# Objective:
Render every entry verbatim.
•••••
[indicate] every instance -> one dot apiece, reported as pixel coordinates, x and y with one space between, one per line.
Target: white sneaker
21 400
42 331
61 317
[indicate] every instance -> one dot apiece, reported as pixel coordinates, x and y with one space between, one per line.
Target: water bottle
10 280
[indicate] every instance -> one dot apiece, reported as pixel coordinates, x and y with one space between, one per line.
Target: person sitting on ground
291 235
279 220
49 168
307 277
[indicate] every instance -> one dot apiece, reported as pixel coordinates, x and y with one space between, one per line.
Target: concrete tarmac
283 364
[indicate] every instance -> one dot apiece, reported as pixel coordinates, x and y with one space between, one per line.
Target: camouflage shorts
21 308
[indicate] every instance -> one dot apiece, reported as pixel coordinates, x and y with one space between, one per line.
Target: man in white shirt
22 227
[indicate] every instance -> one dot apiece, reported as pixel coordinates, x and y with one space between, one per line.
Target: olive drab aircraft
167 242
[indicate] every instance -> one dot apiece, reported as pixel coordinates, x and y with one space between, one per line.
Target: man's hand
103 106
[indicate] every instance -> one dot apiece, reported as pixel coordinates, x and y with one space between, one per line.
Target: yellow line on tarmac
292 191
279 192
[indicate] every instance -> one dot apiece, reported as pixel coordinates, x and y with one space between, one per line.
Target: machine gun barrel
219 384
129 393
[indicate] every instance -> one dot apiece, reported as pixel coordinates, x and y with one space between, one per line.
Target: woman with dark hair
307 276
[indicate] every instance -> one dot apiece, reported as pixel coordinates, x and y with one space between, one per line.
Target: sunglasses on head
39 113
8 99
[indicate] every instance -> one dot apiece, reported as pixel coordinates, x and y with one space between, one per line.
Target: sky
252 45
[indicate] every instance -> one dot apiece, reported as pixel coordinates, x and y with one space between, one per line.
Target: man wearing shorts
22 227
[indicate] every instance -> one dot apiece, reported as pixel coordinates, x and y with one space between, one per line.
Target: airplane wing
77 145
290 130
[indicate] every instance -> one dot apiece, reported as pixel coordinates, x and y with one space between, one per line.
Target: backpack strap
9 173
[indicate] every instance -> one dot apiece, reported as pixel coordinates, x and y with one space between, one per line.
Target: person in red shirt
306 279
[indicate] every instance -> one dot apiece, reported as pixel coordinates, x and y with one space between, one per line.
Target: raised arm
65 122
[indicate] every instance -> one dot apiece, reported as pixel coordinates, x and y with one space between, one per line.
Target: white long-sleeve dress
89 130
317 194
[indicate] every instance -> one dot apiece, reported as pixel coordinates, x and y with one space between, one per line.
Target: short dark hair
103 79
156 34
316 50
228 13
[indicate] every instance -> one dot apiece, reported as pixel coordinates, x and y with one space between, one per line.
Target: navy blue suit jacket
•••••
# Written reply:
[indicate] every instance -> one dot apiece, reported as pixel coordinates, x and y with one space between, one per line.
Target: white sneaker
21 400
42 331
61 317
[indicate] every instance -> one dot apiece, reported as pixel coordinates, x and y with one space between, one per line.
Target: water bottle
10 280
[indicate] every instance -> one dot apiece, reported as pixel coordinates, x and y with one space between, one per line.
Target: person sitting on ground
291 235
279 220
49 168
307 277
[indicate] every instance -> one dot apiece, reported as pixel coordinates, x and y with one space between, one per line.
Target: concrete tarmac
283 364
[indicate] every instance -> one dot apiece, reported as pixel coordinates, x and y with one space between, one per line.
Target: camouflage shorts
21 308
[indicate] every instance -> one dot apiece, reported as pixel coordinates, x and y with one space between, one per line.
Target: man in white shirt
22 227
[indicate] every instance -> one dot apiece, reported as pixel coordinates, x and y with one space between, one per line.
Target: olive drab aircraft
167 242
[indicate] every instance -> one dot apiece, reported as pixel coordinates, x and y with one space between, one per line.
Target: man's hand
103 106
[indicate] every instance -> one dot apiece, reported as pixel coordinates, x and y with one space between, one per line.
Target: yellow line on tarmac
292 191
279 192
[indicate] every instance -> one dot apiece, reported as pixel coordinates, x and y with one space between, one per line.
Target: machine gun barrel
219 384
129 393
[indicate] every instance -> one dot apiece, reported as pixel coordinates, x and y with one space between, one per line.
Target: woman with dark hair
307 276
[indicate] every instance -> one dot apiece, reported as pixel coordinates, x and y with one space between, one per line.
Target: sunglasses on head
39 113
8 99
[indicate] every instance -> one dot apiece, reported as pixel coordinates, x and y with one space between, one per line.
Target: sky
252 45
[indicate] every instance -> one dot apiece, reported as pixel coordinates, x and y with one space between, one per line.
Target: man wearing shorts
22 227
[indicate] every instance -> one dot apiece, reported as pixel coordinates, x and y with one space between, one per line.
Target: airplane wing
77 145
290 130
[indicate] every instance -> one dot apiece, reported as pixel coordinates, x and y with one space between, one per line.
Target: backpack strap
9 173
[indicate] every instance -> one dot apiece, reported as pixel coordinates, x and y with one space between, one per line.
Target: person in red shirt
306 279
[indicate] every instance -> one dot apiece, reported as pixel coordinates, x and y with one space between, one per line.
Target: raised arm
65 122
[indicate] every instance -> one dot apiece, reported as pixel coordinates, x and y with one space between, one per line.
Target: white long-sleeve dress
89 130
317 194
[indicate] every instance -> one dot apiece, reported as pixel coordinates, x and y with one space between, one per line.
Target: short dark hair
103 79
156 34
316 50
228 13
[indicate] every instance -> one dot apiece, reported as pixel coordinates, x and y with one space between, one per line.
Target: navy blue suit jacket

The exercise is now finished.